= Text provided =
Victoria Square Shopping Centre

Victoria Square Shopping Centre

Architect
BDP
Location
United Kingdom | View Map
Project Year
2009
Category
Shopping Centres
Christopher Heaney

Victoria Square, regenerating Belfast CIty Centre

Gilbert-Ash as Contractors

Victoria Square represented an opportunity to regenerate Belfast’s City Centre on a massive scale. It is one of the most complex projects ever constructed in the centre of Belfast with £165m of design and construction work completed over a 3 year period averaging a spend of £4.5m per month. Victoria Square is a mixed use development with including a basement, 65,000m2 of retail space, 115 apartments and leisure facilities including an 8-screen cinema and restaurants. Externally roads were realigned to incorporate bus routes and drop off points. The whole project was designed to create a covered European street with high quality public spaces including a public viewing gallery within the glazed dome. Current visitor numbers have stabilised at circa 16 million visitors per annum.

= Exercise task a =
Set down the passage from the shopping centre text that begins at the words "Victoria Square represented" and stops after the words "visitors per annum.", word for word.
The shopping centre text and the records that follow it are unrelated.

= Supplied material =
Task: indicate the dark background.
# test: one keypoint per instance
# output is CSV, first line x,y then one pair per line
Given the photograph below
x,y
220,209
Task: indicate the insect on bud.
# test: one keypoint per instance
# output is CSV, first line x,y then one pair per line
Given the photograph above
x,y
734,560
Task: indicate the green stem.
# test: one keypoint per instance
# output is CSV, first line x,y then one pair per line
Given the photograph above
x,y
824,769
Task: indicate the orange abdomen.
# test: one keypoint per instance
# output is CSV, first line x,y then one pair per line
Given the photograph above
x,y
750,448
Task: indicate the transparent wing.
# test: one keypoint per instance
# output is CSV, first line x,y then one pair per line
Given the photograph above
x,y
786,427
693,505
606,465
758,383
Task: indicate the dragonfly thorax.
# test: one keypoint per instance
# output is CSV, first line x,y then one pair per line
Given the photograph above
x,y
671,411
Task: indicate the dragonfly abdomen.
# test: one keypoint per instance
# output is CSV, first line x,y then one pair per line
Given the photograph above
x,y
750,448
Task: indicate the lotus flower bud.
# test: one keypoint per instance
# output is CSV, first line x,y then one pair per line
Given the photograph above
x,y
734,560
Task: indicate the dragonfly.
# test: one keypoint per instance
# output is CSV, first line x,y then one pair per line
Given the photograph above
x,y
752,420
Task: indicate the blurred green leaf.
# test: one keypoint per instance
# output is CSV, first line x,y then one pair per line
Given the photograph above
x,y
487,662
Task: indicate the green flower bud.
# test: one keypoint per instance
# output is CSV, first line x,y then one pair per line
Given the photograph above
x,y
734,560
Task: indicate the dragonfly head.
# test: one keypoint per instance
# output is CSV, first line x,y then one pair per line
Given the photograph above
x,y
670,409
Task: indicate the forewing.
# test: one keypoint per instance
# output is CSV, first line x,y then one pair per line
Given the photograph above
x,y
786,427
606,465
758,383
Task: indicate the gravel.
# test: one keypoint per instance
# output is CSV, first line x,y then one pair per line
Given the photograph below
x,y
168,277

= Exercise task b =
Rewrite the records from the line that has "Task: indicate the dragonfly thorax." through the end of the records, including the request lines. Multiply each coordinate value in the answers by 1.3 and round it to a whole number, rounding halves up.

= Task result a =
Victoria Square represented an opportunity to regenerate Belfast’s City Centre on a massive scale. It is one of the most complex projects ever constructed in the centre of Belfast with £165m of design and construction work completed over a 3 year period averaging a spend of £4.5m per month. Victoria Square is a mixed use development with including a basement, 65,000m2 of retail space, 115 apartments and leisure facilities including an 8-screen cinema and restaurants. Externally roads were realigned to incorporate bus routes and drop off points. The whole project was designed to create a covered European street with high quality public spaces including a public viewing gallery within the glazed dome. Current visitor numbers have stabilised at circa 16 million visitors per annum.

= Task result b =
Task: indicate the dragonfly thorax.
# test: one keypoint per instance
# output is CSV, first line x,y then one pair per line
Given the photograph above
x,y
872,534
Task: indicate the dragonfly abdomen.
# test: one keypoint per instance
# output is CSV, first line x,y then one pair per line
Given the photograph above
x,y
975,582
Task: indicate the lotus flower bud.
# test: one keypoint per instance
# output is CSV, first line x,y then one pair per line
Given the photograph above
x,y
954,728
Task: indicate the dragonfly.
# test: one keypoint per instance
# output is CSV, first line x,y then one pair per line
Given the photograph above
x,y
978,546
Task: indicate the blurred green leaf.
# test: one keypoint per instance
# output is CSV, first line x,y then one pair per line
Given the photograph above
x,y
633,861
Task: indicate the green flower bud.
# test: one keypoint per instance
# output is CSV, first line x,y then one pair per line
Given the photograph above
x,y
954,728
Task: indicate the dragonfly head.
# test: one keypoint per instance
# output is CSV, first line x,y then one pair per line
Given the photograph above
x,y
871,532
Task: indicate the forewing.
# test: one keypoint per instance
# output is CSV, first line x,y then one pair per line
Given the photograph above
x,y
1022,555
788,605
985,498
Task: indicate the gravel.
# test: one keypoint per instance
# output is CSV, first line x,y then one pair per line
Given the photograph below
x,y
218,360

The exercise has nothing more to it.